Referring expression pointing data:
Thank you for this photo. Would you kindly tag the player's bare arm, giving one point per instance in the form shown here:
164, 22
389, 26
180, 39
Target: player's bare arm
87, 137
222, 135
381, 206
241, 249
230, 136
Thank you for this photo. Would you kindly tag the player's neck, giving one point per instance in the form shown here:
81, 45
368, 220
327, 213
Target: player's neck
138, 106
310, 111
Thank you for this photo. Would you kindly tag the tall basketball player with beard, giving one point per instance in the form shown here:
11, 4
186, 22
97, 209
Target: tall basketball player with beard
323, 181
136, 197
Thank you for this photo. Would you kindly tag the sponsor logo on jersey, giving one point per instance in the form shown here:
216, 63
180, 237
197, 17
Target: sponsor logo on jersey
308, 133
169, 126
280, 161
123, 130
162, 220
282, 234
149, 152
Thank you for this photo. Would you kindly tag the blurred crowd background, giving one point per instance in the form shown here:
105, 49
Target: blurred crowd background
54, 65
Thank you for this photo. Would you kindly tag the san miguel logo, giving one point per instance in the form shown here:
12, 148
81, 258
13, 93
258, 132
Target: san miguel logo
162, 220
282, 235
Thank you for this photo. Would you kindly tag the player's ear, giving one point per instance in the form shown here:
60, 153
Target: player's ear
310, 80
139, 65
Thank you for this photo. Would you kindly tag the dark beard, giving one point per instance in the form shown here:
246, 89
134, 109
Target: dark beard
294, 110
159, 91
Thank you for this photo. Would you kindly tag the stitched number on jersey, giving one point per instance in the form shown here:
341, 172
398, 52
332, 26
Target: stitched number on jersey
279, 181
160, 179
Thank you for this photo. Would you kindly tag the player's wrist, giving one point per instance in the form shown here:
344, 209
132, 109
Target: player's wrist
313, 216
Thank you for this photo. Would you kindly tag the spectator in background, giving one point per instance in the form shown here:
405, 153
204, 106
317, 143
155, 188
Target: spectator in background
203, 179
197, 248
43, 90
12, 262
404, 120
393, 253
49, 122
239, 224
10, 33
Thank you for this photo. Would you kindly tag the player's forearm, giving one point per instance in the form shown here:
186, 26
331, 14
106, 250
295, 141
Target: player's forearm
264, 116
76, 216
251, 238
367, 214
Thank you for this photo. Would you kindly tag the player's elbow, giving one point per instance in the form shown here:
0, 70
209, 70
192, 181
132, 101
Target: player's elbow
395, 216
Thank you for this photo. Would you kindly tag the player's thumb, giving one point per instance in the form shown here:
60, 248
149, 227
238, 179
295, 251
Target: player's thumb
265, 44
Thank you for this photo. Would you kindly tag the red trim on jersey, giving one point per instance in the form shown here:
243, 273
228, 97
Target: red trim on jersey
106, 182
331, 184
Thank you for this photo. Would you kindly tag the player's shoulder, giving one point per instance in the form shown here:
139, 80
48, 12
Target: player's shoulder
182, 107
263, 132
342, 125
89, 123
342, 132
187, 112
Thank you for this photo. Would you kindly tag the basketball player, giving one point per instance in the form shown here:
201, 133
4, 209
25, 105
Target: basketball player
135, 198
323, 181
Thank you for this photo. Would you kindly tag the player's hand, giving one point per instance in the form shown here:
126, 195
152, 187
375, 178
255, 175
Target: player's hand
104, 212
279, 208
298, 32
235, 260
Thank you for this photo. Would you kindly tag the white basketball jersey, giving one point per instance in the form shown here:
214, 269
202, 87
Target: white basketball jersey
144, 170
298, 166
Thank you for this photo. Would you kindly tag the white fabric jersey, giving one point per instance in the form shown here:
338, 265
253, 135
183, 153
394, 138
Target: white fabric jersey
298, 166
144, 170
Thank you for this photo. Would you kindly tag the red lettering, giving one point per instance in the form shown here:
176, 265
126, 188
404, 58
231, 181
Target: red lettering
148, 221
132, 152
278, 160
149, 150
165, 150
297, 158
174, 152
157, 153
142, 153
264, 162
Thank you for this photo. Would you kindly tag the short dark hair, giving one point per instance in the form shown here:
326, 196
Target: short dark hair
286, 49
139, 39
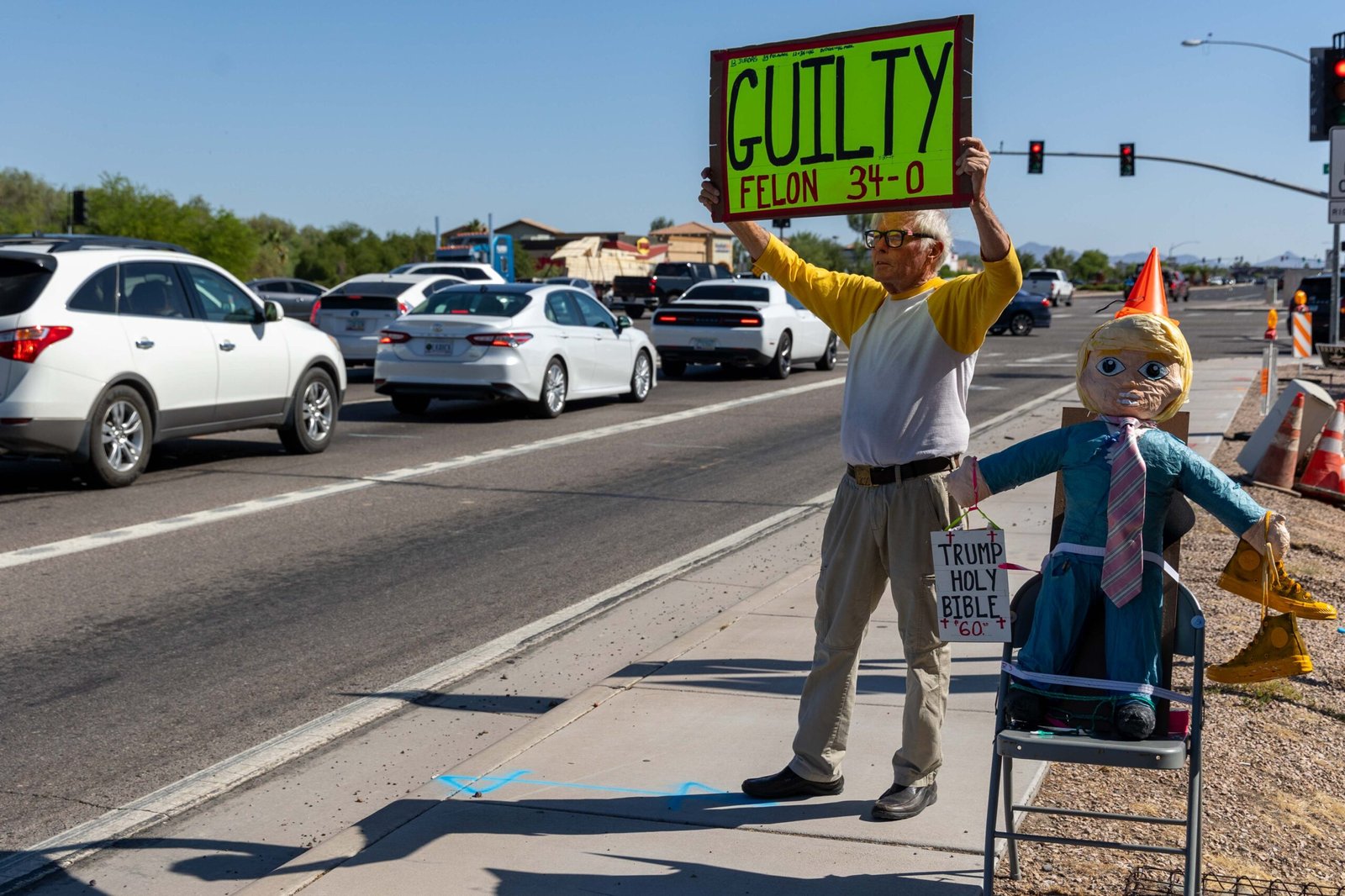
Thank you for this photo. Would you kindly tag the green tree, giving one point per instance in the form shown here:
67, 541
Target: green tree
1091, 266
1058, 257
120, 208
30, 203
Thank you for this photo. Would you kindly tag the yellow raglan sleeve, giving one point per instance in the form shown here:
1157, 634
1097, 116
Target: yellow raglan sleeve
965, 307
842, 300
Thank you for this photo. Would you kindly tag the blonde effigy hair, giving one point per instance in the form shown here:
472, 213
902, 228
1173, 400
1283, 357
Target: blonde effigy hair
1153, 334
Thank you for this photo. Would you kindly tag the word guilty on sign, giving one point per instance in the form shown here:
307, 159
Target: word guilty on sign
748, 89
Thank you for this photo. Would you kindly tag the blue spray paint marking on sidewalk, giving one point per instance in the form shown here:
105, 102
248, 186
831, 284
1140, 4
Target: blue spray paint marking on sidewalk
490, 783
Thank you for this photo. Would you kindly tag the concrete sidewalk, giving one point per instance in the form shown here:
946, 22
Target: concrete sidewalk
631, 786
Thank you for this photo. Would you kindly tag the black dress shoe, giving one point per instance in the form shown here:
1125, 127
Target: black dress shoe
786, 784
900, 802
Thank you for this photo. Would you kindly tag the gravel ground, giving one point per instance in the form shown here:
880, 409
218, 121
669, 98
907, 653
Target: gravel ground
1274, 754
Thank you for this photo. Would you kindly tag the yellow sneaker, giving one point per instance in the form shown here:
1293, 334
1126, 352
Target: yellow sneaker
1243, 577
1275, 651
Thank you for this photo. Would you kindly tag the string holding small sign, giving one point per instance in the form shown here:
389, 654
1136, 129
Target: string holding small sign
972, 580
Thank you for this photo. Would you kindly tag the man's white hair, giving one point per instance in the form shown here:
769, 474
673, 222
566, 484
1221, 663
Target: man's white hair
931, 221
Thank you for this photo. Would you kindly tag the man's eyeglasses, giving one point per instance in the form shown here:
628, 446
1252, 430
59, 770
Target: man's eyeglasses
894, 237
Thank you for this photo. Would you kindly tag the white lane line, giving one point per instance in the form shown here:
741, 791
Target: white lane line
1044, 360
167, 802
80, 544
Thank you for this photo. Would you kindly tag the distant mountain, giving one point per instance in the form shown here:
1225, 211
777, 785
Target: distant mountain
973, 249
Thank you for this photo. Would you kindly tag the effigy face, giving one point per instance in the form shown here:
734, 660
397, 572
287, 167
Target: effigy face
1131, 382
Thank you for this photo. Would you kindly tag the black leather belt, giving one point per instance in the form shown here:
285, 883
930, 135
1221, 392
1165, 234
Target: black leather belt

HOW TO COMPLETE THIS TASK | Return each line of the data where the word "belt" appears.

TASK OUTPUT |
Thank you for this photo. Would you kindly tag the black leather belt, giving one point per instance in the form shown here:
Target: black leather belt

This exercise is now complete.